_What you will do:_
Gather every line of the records that contains the word "correct". Case counts.

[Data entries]

== Segment start ==

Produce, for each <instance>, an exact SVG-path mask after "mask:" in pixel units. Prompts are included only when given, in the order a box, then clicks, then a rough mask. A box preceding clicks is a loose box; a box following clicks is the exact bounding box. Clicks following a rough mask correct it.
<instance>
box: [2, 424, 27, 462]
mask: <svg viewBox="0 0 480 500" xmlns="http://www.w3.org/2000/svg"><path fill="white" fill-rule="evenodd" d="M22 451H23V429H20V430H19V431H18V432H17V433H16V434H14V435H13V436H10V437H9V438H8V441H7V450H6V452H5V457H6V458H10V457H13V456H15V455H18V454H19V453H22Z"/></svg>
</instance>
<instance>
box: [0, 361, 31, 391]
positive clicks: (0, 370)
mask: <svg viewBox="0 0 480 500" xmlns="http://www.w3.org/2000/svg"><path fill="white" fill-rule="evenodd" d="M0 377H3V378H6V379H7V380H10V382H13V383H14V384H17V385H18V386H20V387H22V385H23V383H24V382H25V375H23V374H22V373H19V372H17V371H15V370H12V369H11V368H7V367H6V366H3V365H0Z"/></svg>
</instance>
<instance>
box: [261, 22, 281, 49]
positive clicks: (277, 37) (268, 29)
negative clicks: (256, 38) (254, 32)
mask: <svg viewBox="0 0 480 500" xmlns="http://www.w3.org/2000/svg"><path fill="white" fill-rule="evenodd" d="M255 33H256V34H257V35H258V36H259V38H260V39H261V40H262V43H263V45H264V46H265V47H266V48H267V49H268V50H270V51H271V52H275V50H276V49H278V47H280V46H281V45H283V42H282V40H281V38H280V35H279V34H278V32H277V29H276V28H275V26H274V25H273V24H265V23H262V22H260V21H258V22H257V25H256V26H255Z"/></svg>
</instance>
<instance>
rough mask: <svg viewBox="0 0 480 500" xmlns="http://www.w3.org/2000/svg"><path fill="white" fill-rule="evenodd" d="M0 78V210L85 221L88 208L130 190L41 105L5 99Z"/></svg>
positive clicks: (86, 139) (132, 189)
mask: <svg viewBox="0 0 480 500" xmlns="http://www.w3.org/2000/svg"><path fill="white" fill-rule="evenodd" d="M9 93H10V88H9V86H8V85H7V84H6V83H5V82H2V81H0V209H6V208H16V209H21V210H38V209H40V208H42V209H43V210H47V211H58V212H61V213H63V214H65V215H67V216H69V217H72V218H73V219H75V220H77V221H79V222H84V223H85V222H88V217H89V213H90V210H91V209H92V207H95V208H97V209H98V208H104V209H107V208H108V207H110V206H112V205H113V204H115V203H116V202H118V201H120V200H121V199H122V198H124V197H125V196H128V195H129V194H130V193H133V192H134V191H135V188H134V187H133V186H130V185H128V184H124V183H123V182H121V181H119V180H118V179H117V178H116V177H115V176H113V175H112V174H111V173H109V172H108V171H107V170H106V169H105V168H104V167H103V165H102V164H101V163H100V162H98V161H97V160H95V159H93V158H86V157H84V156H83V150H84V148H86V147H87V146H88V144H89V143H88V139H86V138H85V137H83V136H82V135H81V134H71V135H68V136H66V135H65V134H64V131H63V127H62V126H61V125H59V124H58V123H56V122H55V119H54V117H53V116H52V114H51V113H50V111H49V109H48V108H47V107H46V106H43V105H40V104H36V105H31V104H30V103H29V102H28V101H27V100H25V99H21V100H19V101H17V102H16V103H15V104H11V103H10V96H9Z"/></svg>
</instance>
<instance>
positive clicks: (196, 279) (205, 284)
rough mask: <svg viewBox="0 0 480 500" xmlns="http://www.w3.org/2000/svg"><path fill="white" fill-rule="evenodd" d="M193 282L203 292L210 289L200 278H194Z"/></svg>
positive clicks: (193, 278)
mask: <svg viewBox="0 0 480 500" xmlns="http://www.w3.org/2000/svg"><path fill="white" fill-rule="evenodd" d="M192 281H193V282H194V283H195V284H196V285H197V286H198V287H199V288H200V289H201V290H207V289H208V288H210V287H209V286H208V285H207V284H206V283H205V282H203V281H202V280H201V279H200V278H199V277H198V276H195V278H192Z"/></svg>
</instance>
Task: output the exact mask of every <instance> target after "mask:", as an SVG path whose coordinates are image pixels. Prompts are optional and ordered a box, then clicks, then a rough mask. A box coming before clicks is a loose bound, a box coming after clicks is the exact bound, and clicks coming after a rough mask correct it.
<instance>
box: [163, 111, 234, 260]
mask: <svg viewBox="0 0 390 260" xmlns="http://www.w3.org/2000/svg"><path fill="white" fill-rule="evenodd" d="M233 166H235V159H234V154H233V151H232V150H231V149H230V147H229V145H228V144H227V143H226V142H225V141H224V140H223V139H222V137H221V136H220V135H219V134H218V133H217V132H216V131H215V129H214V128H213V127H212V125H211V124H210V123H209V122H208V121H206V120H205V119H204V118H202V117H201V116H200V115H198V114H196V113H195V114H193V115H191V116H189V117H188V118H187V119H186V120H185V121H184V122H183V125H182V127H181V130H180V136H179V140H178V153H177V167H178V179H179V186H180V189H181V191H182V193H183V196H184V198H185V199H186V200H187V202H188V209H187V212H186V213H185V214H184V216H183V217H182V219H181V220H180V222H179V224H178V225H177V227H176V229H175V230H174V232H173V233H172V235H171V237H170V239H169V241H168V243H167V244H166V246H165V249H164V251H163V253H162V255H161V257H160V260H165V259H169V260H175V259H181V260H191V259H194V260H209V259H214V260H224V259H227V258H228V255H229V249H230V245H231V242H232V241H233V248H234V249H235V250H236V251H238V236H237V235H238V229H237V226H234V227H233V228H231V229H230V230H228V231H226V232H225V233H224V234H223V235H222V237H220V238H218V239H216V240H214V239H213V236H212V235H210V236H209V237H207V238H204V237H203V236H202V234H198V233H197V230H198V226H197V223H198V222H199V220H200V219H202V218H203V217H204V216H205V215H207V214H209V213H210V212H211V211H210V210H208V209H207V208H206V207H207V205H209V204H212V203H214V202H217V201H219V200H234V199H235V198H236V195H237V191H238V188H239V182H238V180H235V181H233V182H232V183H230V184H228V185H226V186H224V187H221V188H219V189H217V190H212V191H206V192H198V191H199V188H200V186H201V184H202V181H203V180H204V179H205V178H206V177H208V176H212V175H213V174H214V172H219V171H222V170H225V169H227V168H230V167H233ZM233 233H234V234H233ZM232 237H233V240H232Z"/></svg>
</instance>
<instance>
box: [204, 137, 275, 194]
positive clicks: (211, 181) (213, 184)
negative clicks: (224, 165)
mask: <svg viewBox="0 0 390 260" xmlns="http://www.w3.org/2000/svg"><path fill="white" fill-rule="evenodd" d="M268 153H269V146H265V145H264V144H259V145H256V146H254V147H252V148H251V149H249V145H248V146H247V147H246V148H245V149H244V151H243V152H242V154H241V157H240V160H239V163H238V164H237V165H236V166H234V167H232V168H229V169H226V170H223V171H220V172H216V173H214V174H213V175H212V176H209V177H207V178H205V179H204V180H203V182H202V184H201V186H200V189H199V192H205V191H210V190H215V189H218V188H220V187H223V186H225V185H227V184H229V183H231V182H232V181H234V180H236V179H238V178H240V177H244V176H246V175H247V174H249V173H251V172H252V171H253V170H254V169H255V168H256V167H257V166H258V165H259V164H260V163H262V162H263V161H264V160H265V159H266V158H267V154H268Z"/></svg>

== Segment end ==

_Exercise result:_
Produce, for each <instance>, an exact SVG-path mask after "mask:" in pixel units. Prompts are included only when given, in the order a box, then clicks, then a rough mask. A box preceding clicks is a loose box; a box following clicks is the exact bounding box. Clicks following a rough mask correct it.
Task: output the exact mask of every <instance> target after "mask:", as an SVG path whose coordinates are image pixels. Prompts are optional and ordered a box, then clicks, then a rough mask. A box coming before clicks is a loose bound, a box coming after clicks is the exact bound, and clicks coming after a rough mask correct it.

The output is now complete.